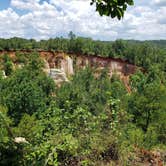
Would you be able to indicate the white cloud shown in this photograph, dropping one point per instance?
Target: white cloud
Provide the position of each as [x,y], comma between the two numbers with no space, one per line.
[58,17]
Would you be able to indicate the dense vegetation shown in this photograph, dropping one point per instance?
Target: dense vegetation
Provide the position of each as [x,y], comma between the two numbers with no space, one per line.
[87,121]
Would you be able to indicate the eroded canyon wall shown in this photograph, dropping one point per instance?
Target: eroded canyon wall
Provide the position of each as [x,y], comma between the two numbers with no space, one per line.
[61,65]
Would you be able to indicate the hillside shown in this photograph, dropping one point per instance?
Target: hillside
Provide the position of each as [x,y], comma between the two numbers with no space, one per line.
[107,111]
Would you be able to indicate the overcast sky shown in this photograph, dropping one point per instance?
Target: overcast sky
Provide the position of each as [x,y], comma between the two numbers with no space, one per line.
[43,19]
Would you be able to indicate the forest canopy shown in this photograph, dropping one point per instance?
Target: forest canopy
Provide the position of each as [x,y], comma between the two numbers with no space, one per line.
[89,120]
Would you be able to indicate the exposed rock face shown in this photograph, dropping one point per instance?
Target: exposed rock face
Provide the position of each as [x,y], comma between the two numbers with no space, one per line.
[60,65]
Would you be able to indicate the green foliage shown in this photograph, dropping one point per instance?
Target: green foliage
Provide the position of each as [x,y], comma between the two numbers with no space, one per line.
[113,8]
[7,64]
[27,90]
[90,120]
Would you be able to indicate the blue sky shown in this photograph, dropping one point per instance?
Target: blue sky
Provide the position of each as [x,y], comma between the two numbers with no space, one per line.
[43,19]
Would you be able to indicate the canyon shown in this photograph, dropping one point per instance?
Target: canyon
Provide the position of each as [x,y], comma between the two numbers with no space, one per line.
[60,66]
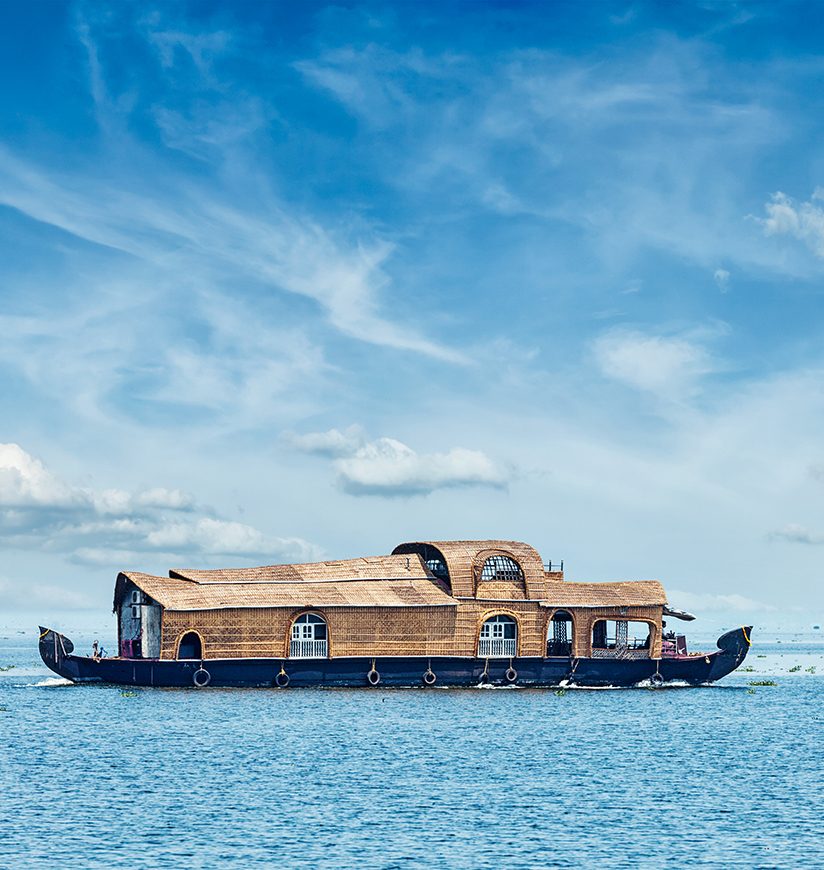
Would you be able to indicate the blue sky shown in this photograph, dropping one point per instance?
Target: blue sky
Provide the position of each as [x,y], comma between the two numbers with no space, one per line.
[294,281]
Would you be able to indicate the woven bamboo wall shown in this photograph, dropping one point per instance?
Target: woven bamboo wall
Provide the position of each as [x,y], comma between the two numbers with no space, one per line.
[368,631]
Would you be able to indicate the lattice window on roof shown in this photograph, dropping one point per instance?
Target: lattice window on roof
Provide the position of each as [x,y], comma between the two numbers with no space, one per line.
[502,568]
[438,568]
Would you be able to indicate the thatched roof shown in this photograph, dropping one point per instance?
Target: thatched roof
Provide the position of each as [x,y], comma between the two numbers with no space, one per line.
[630,593]
[366,568]
[465,559]
[399,580]
[379,582]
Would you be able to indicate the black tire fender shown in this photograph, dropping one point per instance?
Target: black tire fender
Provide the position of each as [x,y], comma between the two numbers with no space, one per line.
[201,678]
= = = = =
Repeat the records word for word. Any picture in them should be left out.

Would you be able to indicate the white cloud shown in this photograph, dropping one point per instance?
Target: white cloud
Provide the position of each as [x,y], comma between the two numbers with no space, one per line.
[58,17]
Would you be able to indicate the dense vegetation shown in this photograph, dropping one point per instance?
Target: dense vegetation
Provide the position of each as [x,y], comma between the two numbers with no space, one per line.
[87,121]
Would you be able to indicate the eroded canyon wall shown in this photograph, dropping one point per instance?
Target: eroded canyon wall
Provide the position of each as [x,y], comma between the two numbers with no space, one per line.
[61,65]
Would you be able to indicate the hillside shown in this photograph, dropping one point per instance?
Target: hillside
Provide the position of each as [x,y], comma between the two numbers with no space, one per line.
[107,111]
Would you be able to indicate the overcast sky shown in this photograph, dropping one point per instance?
Target: overcast sky
Provide the position of each as [x,y], comma between the two numbers with no space, one per line.
[43,19]
Would you be able to indicate the forest canopy shown in this photograph, dropping one point per instance?
Target: forest canopy
Provide the position of each as [x,y], comma between the two numbers with no space, one per line.
[89,120]
Would you be able to indicate the exposed rock face shown in this photograph, dropping one point per instance?
Target: exposed rock face
Provide the position of each as [x,y], comma between the two numbers with no space, one per line.
[60,65]
Would you be able to indicate the green foliage shown in this photograph, dropping one point per instance?
Target: green foliage
Provide the position of each as [x,y], comma between the two numbers with no space, one per line.
[113,8]
[7,64]
[27,90]
[90,120]
Would you be able to indicate the blue sky shown in this photograph, dropping one point per instance?
Target: blue sky
Provide the position of each as [x,y], comma between the two numbers with no space, one per line.
[43,19]
Would you be able to indicate the canyon shown in this photograph, dropping one point per instance?
Target: canyon
Provide the position of each as [x,y], comma between the two numbers with no space, one per line.
[60,66]
Would you be able to indicate the blue sky shown in this photograph, dropping one point per instance?
Target: blue sky
Provide the position of each as [x,y], comma between the two numbers with no space, one per line.
[294,281]
Would you be able to indicate the woven bamboo wall shown in this photograph, dropping one point per instance?
Target: woven bamboo wall
Provide the position of each as [x,y], comma between the two numbers with no space, one per line.
[368,631]
Would you be able to indicate the lattice window on roof shown in this photograph, dropping one point per instance?
Target: lattice window on roof
Provide the position of each as [x,y], comma between the two numbers with no space, one per line.
[502,568]
[438,568]
Would you be able to indicate the thatched roof shown in this photograph, dropping one point per instance?
Target: thatched roof
Provide the position of each as [x,y], comma between the two numbers with no space, one per line.
[630,593]
[366,568]
[465,559]
[399,580]
[379,582]
Would you be able to indicate the black tire fender shown in this photograph, dropping one point per instance?
Target: black tire fender
Provide the position of each as [x,y], comma between the two numbers with no space, one per line.
[201,678]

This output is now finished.